*REQUIRED WORK*
Set out every line of the items below as a numbered list, omitting any blank lines.

*RECORDS PROVIDED*

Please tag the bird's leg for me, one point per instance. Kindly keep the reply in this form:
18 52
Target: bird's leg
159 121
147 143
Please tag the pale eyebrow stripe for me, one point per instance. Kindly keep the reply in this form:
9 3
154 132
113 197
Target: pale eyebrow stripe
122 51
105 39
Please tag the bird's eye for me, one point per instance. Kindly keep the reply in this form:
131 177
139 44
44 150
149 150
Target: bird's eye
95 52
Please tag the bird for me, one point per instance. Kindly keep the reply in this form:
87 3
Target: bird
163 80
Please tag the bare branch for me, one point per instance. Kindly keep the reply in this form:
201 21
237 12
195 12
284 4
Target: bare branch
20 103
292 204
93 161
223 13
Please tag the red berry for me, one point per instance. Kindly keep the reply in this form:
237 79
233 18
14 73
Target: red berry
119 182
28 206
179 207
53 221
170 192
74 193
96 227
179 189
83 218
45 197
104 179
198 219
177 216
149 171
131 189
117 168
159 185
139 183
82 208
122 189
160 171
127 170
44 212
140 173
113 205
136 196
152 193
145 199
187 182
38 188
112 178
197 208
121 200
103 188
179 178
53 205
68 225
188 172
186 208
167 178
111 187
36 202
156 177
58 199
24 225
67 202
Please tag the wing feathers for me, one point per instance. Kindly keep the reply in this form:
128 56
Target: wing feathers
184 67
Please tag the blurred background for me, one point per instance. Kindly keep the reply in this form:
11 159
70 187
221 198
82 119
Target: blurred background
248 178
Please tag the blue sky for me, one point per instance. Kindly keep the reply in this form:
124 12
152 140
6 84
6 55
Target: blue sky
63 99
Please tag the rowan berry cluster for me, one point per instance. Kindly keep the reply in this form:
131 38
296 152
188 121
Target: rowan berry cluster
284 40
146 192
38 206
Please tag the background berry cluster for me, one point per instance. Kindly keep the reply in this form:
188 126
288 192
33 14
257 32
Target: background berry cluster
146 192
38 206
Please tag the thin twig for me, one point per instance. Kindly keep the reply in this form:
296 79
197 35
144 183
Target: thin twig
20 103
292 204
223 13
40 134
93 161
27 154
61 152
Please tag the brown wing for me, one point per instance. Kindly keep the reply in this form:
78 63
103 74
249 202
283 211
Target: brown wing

*COMPLETE OUTPUT*
1. Please tag the bird's leg for me, one point per instance. Kindly keep the reply in this form:
2. 18 52
3. Target: bird's leg
4. 159 121
5. 147 143
6. Please tag the pale eyebrow stripe for me, one point per instance. Kindly keep the reply in this form:
7. 9 3
8. 154 132
9. 113 197
10. Target: pale eyebrow stripe
11. 122 51
12. 105 39
13. Please tag the bird's eye for me, one point per instance. Kindly keep the reply in this form:
14. 131 177
15. 139 44
16. 44 150
17. 149 150
18. Target: bird's eye
19. 95 52
20. Please tag the bird for me, one point per instance. Kindly keep the reply in this form:
21. 87 3
22. Target: bird
23. 163 80
24. Please tag the bare branch for me, one point per instance. Kindly keep the reply in this form:
25. 201 21
26. 237 12
27. 195 12
28. 284 4
29. Target: bare branch
30. 20 103
31. 292 204
32. 93 161
33. 223 13
34. Please tag the red berry for me, one point per instance. Kindly keep the reply in this form:
35. 237 79
36. 233 18
37. 14 73
38. Target: red berry
39. 119 182
40. 28 206
41. 179 207
42. 53 221
43. 170 192
44. 74 193
45. 96 227
46. 179 189
47. 83 218
48. 45 197
49. 104 179
50. 198 219
51. 177 216
52. 149 171
53. 131 189
54. 117 168
55. 159 185
56. 139 183
57. 82 208
58. 122 189
59. 160 171
60. 127 170
61. 44 212
62. 140 173
63. 113 205
64. 136 196
65. 152 193
66. 145 199
67. 187 182
68. 38 188
69. 112 178
70. 197 208
71. 121 200
72. 103 188
73. 179 178
74. 53 205
75. 68 225
76. 188 172
77. 186 208
78. 167 178
79. 111 187
80. 36 202
81. 156 177
82. 58 199
83. 24 225
84. 67 202
85. Please tag the wing feathers for me, one point per instance. Kindly keep the reply in this form:
86. 128 56
87. Target: wing feathers
88. 184 67
89. Please tag the blurred background for me, one point per instance. Kindly keep the reply in this form:
90. 11 159
91. 70 187
92. 221 198
93. 82 119
94. Target: blurred background
95. 248 178
96. Please tag the blue sky for me, one point per instance. Kindly keep the reply in this form:
97. 124 12
98. 152 140
99. 6 84
100. 6 55
101. Target: blue sky
102. 63 99
103. Please tag the rowan berry cluster for me, one point per instance. Kindly keep the reply in this form:
104. 131 38
105. 296 152
106. 188 121
107. Target: rowan berry cluster
108. 284 40
109. 146 192
110. 38 206
111. Please tag the background berry cluster for me, one point per instance. Kindly keep the reply in this form:
112. 188 126
113. 288 192
114. 33 14
115. 257 32
116. Target: background berry cluster
117. 146 192
118. 38 206
119. Please tag the thin twig for me, one point per instance. Kindly keep the reply in this form:
120. 296 79
121. 197 35
122. 144 183
123. Target: thin twig
124. 20 103
125. 292 204
126. 223 13
127. 40 134
128. 93 161
129. 27 154
130. 61 152
131. Please tag the brown wing for me, one point per instance. Kindly keep the reply in this form:
132. 78 63
133. 103 74
134. 249 202
135. 283 211
136. Target: brown wing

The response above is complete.